**Task requirements:** Put every line of the records below into a numbered list, leaving out blank lines. Omit the pictures.

**Stored rows:**
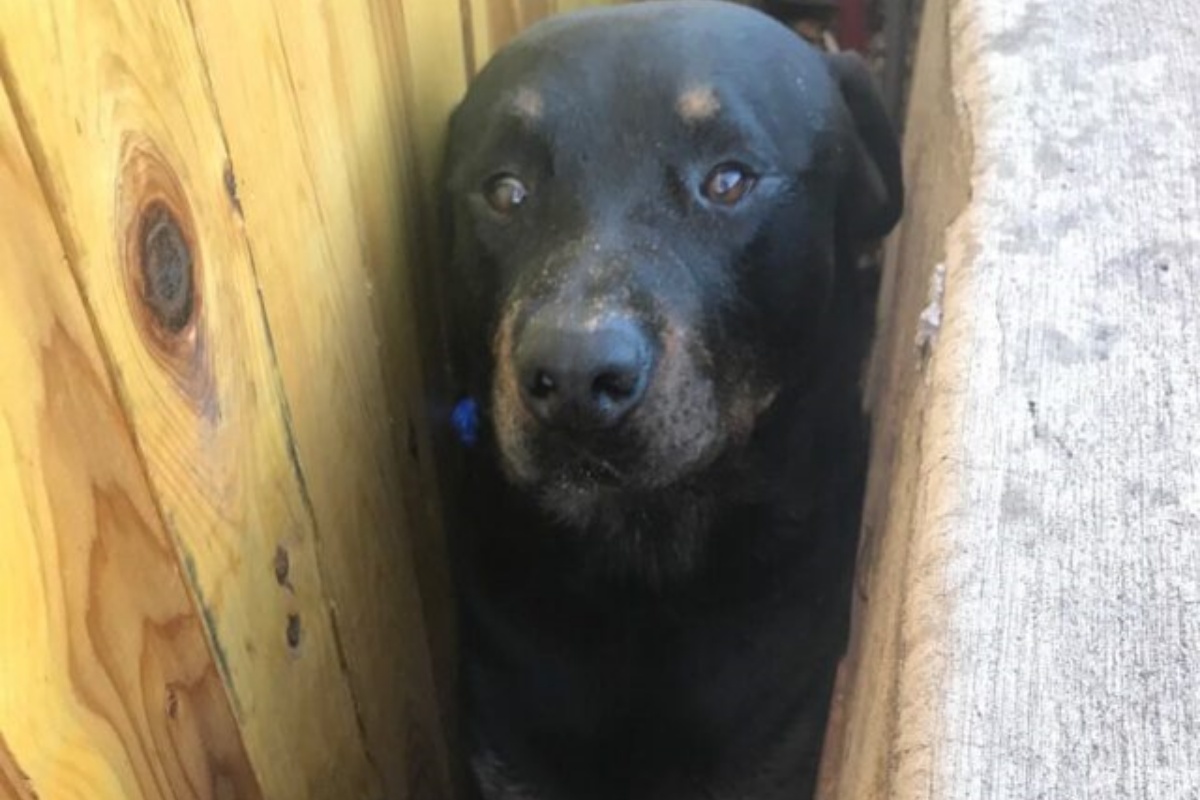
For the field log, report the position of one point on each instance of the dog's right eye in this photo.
(727, 184)
(505, 193)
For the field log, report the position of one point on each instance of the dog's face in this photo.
(647, 204)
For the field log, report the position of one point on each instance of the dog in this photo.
(655, 212)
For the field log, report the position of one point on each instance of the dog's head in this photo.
(648, 205)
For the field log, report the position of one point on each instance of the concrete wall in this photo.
(1029, 620)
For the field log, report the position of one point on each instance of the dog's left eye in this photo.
(729, 184)
(505, 193)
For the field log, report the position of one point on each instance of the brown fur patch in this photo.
(697, 104)
(529, 103)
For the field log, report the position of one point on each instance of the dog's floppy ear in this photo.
(871, 196)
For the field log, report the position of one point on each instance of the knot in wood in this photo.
(166, 263)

**The reply:**
1. For the field log, report the position of one point on each instance of the dog's right eye in this photo.
2. (727, 184)
3. (505, 193)
4. For the field log, report the position of one point on each instance of the dog's face in this photo.
5. (647, 204)
6. For the field log, report the position of one point on each instance of the dog in this photo.
7. (655, 212)
8. For the field log, report the position of one point on each instance of the dog's head in this photo.
9. (648, 205)
10. For the field log, report the position of one point on each instance of the concrete wall in this photo.
11. (1029, 620)
12. For the field log, report the position of one point on each instance of the dog's left eye in this photo.
13. (729, 184)
14. (505, 193)
15. For the field log, report the position of one point on each instance of the brown fur patch in this photo.
16. (697, 104)
17. (529, 103)
18. For the field log, report the position of one point on each instance of the dog's floppy ear in this photo.
19. (871, 196)
20. For the field log, report the position of one point on each instance of the knot in wood in this photo.
21. (166, 263)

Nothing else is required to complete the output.